How many times did you realize "I ended up braver, wiser, more authentic for this experience"? You wouldn't wish the nightmare on yourself but if it didn't happen you wouldn't have been shoved in this particular direction. Now you have passions you know you must feed urgently and not just neglect in the hope that "someday things will just work out."

The excitement and joy - that can come from going for the things that you have thought and processed and contemplated about - is fuel for the soul. Give yourself the gift of being proactive. Of dreaming and trying.

Just one small step today towards the larger vision can let the universe know you don't need another kick the pants today....you are in motion. You will focus and facilitate the emergence of your next exciting chapter!

 

[Picture credit: http://longspark.org/wp-content/uploads/2015/11/art-therapy-career2.jpg]

I Get To Walk Away

I walk away from the moment of impact in what feels like slow motion. Moments before I could have had my whole life taken over by the issue - the topic that would have been yet another struggle to overcome.

It’s pure luck. Sometimes you get hit hard and sometimes you get to walk away - knowing full well the hurt and healing you are bypassing.

The relief is inexplicable. The fear of being too happy too soon. The shock that the ordeal is really over. You’ve hoped for so long. It feels surreal now.

When it’s safe and you are clear from the fire in the rear view mirror, you begin to feel the depth of exhaustion you’ve been in for so long. You feel elation that is indescribable. You feel honored by the glimpse into another world you got to see but don’t need to stay in. You feel guilt for the many that you leave behind in the wreckage.

And it’s the little things after - that bring you the most joy. Just to be a normal person with normal worries and normal errands to run. A simple day. A chance to end the day with no existential life questions. Just rest. Just a moment of peace. Just a whisper of gratitude.

Therapy Today Isn't Your Parent's Therapy

Trauma treatment has changed over the years. Psychoanalysis was everything - talk therapy was everything. Since the 90's we are incorporating neuroscience and mind/body work to calm the nervous system.

Trauma can be anything that shakes up your world and unsettles your nervous system - and there are different degrees of it. Your nervous system sends information to the brain and back to the rest of the body. It can impact your digestion, muscle tension, memory, etc.

All of our reactions are normal and wonderfully wired to keep us alive. It’s only when we get stuck in those states of survival - for example hyper alertness or numbness - that we need help.

Working with a therapist, you will explore your stories and experiences. And you will also practice tuning into the body. How does your body feel right now? What emotion(s) are you feeling? You can use the emotion wheel (below) as a resource to find a close enough word. Where in your body are you feeling it?

Connecting to your body, noticing and naming your experience can help to calm your nervous system after it has a reaction to something that happened - good or bad.

Practicing 1-3 techniques that calm the body a bit can then help to take you from a reactionary freaked out state (“what is going on?!!!”) to a mindful state (“I’m noticing” “I am in this moment”). That mindful (being present in this moment as it is) state can then provide information on how to proceed.

There are hundreds of techniques to help calm the body. You practice the ones that work for you. Your therapist is there to help with all of that.

When you increase your window of tolerance - you can tolerate a range of emotions - you are more in control.

With (1) awareness, (2) non-judgment over your experience and (3) somatic practical techniques to center again - now you can get (4) strategic. What’s the next best move that is in line with your current values?

Your nervous system might still be trying to keep you safe and alive so don’t get mad at the process. When we don’t heal our traumas, the activated or numb state can even last years. Taking time to calm the nervous system allows healing to happen.

We move from trying to survive and coping in the short term to investing in long term tools that help heal throughout all of life’s pain and suffering.

_MATERIAL PROVIDED_

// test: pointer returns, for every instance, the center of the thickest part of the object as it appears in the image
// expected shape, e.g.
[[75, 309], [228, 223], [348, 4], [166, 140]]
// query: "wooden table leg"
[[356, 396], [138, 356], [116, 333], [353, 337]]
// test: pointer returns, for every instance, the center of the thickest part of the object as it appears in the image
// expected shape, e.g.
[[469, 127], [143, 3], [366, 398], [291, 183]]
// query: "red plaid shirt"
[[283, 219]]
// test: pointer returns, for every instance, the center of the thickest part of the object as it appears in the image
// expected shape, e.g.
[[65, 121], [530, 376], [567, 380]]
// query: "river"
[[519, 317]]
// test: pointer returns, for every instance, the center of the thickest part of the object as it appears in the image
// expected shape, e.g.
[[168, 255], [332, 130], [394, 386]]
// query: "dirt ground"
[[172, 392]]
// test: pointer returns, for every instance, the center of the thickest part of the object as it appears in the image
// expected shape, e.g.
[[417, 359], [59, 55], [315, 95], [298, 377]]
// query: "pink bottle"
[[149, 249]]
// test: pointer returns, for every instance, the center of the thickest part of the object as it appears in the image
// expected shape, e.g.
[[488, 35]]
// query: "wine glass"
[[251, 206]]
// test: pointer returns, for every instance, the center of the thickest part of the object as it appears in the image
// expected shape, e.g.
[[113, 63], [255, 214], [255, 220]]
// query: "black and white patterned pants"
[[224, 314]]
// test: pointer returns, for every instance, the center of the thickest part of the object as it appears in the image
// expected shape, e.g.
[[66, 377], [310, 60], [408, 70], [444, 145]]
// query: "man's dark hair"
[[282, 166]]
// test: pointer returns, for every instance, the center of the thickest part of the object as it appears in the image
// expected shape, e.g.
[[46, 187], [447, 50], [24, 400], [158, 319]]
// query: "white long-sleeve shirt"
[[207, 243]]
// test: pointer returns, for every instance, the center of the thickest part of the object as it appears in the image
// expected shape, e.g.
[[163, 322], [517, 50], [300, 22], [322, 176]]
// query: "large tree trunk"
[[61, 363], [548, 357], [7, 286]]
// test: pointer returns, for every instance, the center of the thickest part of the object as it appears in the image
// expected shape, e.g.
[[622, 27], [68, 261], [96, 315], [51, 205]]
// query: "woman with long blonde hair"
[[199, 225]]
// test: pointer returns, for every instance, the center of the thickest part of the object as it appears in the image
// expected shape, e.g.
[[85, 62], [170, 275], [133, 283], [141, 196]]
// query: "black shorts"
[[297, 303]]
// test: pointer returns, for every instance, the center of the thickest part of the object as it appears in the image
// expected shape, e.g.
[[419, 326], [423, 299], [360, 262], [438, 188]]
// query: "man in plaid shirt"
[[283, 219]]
---
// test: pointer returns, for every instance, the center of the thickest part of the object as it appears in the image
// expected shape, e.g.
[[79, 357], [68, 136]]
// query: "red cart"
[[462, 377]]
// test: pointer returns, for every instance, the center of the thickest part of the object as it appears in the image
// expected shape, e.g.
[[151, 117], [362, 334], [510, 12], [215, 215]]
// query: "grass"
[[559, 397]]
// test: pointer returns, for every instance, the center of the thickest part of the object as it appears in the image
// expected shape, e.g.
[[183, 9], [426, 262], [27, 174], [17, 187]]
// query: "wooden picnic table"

_TASK DESCRIPTION_
Reproduce the passage on trauma and healing, without changes, between "There are hundreds" and "more in control.", inclusive.

_RESPONSE_
There are hundreds of techniques to help calm the body. You practice the ones that work for you. Your therapist is there to help with all of that.

When you increase your window of tolerance - you can tolerate a range of emotions - you are more in control.